YOUR TASK: Which lines run from the one containing "necktie. Do not add anything beyond the points." to the end of the entries? Quote them exactly, and nothing else.

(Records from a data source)
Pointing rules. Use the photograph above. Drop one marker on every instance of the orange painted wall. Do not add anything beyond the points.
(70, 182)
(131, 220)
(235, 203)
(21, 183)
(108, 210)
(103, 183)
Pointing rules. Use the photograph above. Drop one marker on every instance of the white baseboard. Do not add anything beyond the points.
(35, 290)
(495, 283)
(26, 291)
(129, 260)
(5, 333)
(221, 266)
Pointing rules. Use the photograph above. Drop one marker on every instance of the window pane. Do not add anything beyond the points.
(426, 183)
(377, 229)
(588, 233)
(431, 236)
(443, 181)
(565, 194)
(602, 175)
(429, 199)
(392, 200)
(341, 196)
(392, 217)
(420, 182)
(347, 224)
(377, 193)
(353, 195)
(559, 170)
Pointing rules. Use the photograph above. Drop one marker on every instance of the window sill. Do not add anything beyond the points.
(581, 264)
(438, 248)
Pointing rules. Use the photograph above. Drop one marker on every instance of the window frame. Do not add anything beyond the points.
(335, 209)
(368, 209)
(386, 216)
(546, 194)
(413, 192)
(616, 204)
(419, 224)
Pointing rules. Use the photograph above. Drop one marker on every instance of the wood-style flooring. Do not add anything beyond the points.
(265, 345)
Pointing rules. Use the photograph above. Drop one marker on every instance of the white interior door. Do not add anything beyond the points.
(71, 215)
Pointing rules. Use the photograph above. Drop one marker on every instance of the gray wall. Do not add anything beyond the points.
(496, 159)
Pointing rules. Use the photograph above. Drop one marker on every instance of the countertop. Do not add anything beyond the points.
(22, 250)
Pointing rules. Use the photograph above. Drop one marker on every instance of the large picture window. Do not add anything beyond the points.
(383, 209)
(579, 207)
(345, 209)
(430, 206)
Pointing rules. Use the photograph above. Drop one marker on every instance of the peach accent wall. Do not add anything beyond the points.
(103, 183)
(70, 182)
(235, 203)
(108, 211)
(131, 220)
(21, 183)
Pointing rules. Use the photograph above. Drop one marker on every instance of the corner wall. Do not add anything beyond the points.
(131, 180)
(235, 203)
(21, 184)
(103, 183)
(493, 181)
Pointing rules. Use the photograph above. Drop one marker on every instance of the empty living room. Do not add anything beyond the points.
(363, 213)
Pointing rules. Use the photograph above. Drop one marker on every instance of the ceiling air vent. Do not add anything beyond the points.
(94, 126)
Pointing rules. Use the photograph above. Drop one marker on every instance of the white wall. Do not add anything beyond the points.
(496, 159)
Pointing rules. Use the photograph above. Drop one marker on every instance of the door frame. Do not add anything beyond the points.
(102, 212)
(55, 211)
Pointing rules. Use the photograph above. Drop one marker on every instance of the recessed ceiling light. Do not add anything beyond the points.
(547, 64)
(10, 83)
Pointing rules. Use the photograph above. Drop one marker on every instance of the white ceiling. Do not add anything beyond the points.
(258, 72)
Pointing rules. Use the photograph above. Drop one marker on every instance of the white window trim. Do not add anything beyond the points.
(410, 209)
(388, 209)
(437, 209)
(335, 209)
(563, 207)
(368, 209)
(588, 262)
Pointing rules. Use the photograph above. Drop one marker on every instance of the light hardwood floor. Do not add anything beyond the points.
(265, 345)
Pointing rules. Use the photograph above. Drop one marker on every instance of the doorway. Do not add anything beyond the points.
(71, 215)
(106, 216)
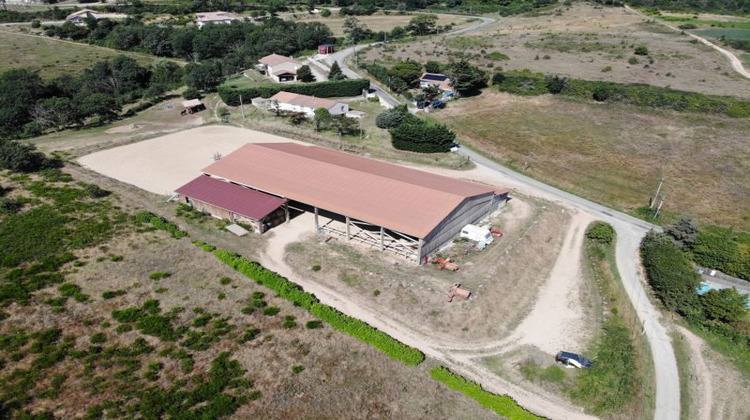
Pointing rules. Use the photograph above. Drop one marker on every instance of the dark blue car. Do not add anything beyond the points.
(572, 359)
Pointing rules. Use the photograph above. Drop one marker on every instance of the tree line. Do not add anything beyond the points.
(30, 105)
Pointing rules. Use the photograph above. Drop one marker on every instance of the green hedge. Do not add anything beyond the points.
(670, 274)
(524, 82)
(501, 404)
(293, 292)
(330, 89)
(372, 336)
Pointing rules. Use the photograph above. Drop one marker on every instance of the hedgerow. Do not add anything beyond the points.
(330, 89)
(501, 404)
(524, 82)
(293, 292)
(376, 338)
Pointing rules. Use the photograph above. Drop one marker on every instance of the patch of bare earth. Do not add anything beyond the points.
(716, 388)
(580, 42)
(616, 154)
(503, 278)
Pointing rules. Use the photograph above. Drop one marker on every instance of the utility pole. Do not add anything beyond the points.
(657, 194)
(664, 197)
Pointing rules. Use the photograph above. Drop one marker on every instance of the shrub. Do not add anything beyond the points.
(329, 89)
(271, 311)
(501, 404)
(313, 325)
(420, 136)
(111, 294)
(390, 118)
(670, 274)
(601, 232)
(158, 275)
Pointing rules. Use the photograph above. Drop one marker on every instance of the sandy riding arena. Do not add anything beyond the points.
(163, 164)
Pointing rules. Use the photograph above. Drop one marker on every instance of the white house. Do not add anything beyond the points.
(294, 102)
(79, 17)
(280, 68)
(434, 79)
(202, 19)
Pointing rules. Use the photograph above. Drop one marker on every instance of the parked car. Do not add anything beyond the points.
(572, 359)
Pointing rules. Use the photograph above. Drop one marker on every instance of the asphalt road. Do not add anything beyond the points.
(630, 231)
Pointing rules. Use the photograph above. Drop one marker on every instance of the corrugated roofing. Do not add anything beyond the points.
(303, 100)
(228, 196)
(276, 59)
(402, 199)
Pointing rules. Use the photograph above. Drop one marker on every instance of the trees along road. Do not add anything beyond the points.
(630, 231)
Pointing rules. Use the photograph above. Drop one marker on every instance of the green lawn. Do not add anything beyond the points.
(53, 57)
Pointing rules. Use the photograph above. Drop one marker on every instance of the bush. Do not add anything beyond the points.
(501, 404)
(329, 89)
(420, 136)
(376, 338)
(390, 118)
(670, 274)
(601, 232)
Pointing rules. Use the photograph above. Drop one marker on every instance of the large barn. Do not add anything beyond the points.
(407, 211)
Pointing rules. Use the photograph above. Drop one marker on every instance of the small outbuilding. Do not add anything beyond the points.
(228, 201)
(192, 106)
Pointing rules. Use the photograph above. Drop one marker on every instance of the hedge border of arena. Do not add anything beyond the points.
(501, 404)
(527, 83)
(330, 89)
(296, 294)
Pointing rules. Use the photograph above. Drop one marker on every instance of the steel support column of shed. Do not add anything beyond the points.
(396, 242)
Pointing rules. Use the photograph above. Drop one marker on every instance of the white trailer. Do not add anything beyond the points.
(477, 234)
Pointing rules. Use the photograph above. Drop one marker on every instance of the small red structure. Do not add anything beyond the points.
(456, 290)
(326, 49)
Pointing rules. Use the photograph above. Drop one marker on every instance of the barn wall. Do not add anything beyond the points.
(469, 211)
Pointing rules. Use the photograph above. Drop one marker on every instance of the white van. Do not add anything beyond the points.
(476, 233)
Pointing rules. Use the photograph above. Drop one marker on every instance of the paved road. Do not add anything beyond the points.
(630, 231)
(734, 62)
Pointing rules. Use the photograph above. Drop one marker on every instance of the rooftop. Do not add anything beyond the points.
(395, 197)
(237, 199)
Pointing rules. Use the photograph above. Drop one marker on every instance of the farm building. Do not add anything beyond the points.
(390, 207)
(235, 203)
(225, 18)
(434, 79)
(280, 68)
(308, 104)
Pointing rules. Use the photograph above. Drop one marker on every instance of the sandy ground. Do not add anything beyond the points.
(163, 164)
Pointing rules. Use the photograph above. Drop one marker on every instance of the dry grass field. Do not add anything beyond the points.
(585, 42)
(53, 57)
(376, 22)
(291, 371)
(616, 154)
(503, 285)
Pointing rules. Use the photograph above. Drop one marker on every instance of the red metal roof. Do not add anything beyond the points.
(240, 200)
(398, 198)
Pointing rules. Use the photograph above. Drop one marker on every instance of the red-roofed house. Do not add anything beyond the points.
(280, 67)
(225, 200)
(308, 104)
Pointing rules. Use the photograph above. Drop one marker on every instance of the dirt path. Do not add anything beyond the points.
(704, 394)
(734, 62)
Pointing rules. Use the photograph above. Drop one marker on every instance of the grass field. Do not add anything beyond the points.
(376, 22)
(616, 154)
(53, 57)
(579, 42)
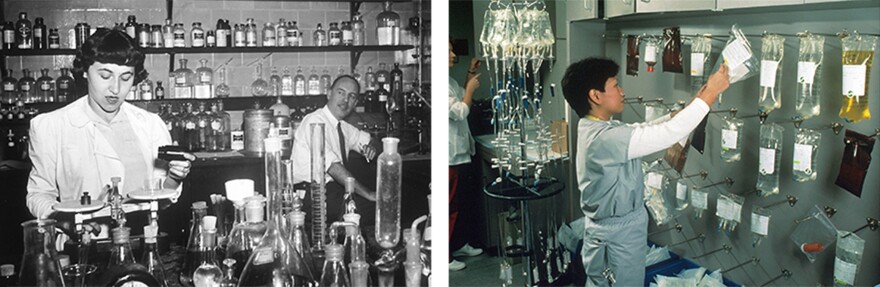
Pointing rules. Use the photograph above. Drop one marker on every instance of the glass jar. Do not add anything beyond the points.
(388, 26)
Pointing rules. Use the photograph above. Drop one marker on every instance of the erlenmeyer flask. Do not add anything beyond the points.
(39, 264)
(274, 262)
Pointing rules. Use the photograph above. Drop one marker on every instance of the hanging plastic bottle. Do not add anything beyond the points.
(858, 55)
(770, 153)
(151, 258)
(810, 54)
(388, 182)
(39, 263)
(334, 273)
(274, 261)
(731, 141)
(208, 274)
(772, 48)
(194, 246)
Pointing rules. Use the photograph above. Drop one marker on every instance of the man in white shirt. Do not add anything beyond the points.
(341, 101)
(608, 166)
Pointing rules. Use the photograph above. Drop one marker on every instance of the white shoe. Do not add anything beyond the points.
(456, 265)
(467, 250)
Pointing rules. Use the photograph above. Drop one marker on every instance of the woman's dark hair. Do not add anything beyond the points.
(109, 47)
(583, 76)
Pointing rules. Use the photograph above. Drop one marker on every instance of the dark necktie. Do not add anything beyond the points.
(342, 149)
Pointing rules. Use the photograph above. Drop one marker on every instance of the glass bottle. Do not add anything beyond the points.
(334, 34)
(65, 86)
(26, 87)
(275, 261)
(184, 80)
(179, 36)
(131, 27)
(222, 89)
(388, 195)
(281, 33)
(347, 34)
(145, 89)
(151, 258)
(388, 26)
(39, 263)
(159, 93)
(259, 88)
(274, 83)
(269, 39)
(299, 83)
(325, 82)
(204, 80)
(314, 83)
(334, 273)
(40, 34)
(246, 236)
(23, 32)
(168, 34)
(194, 244)
(46, 92)
(239, 36)
(287, 83)
(250, 31)
(319, 38)
(208, 273)
(357, 29)
(293, 38)
(198, 35)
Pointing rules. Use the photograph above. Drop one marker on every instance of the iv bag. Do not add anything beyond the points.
(731, 141)
(738, 56)
(772, 47)
(770, 152)
(806, 144)
(809, 70)
(858, 54)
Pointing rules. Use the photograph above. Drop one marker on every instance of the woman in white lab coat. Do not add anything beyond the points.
(80, 146)
(608, 166)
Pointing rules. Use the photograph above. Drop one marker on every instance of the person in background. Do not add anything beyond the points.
(461, 149)
(609, 167)
(340, 139)
(80, 146)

OUTPUT OF THE TASK:
Pointing rules. Use the photograph above. Drop one marker on every instance of the dark necktie. Do not add anything beyond the points.
(342, 149)
Pointing rules. Use the photograph above. Drop one marker on every instance of the glass bottle. Do not add anything beyond the points.
(334, 34)
(65, 86)
(26, 87)
(275, 261)
(184, 80)
(179, 36)
(131, 27)
(222, 89)
(388, 195)
(281, 33)
(347, 34)
(145, 89)
(151, 258)
(388, 26)
(39, 263)
(159, 93)
(259, 88)
(274, 83)
(269, 39)
(299, 83)
(325, 82)
(204, 80)
(314, 83)
(334, 273)
(40, 34)
(246, 236)
(23, 32)
(168, 34)
(194, 244)
(46, 92)
(239, 36)
(287, 83)
(250, 31)
(319, 38)
(208, 273)
(357, 29)
(293, 38)
(198, 35)
Pointing rules. Use the photograph above. Drop one marker on every instance of the iv bag. Do not add anything beyond the points.
(731, 141)
(738, 56)
(772, 47)
(770, 152)
(806, 144)
(809, 70)
(858, 54)
Pointing rules. Use the photograph above. Drop one marker on every instance of the woman in white lab coat. Do not add anything beyond the points.
(80, 146)
(608, 166)
Pointing rules. Use the photograph above. Drop one marker on every instance of the person in background. Do not add anything beyond the points.
(461, 149)
(609, 167)
(340, 139)
(80, 146)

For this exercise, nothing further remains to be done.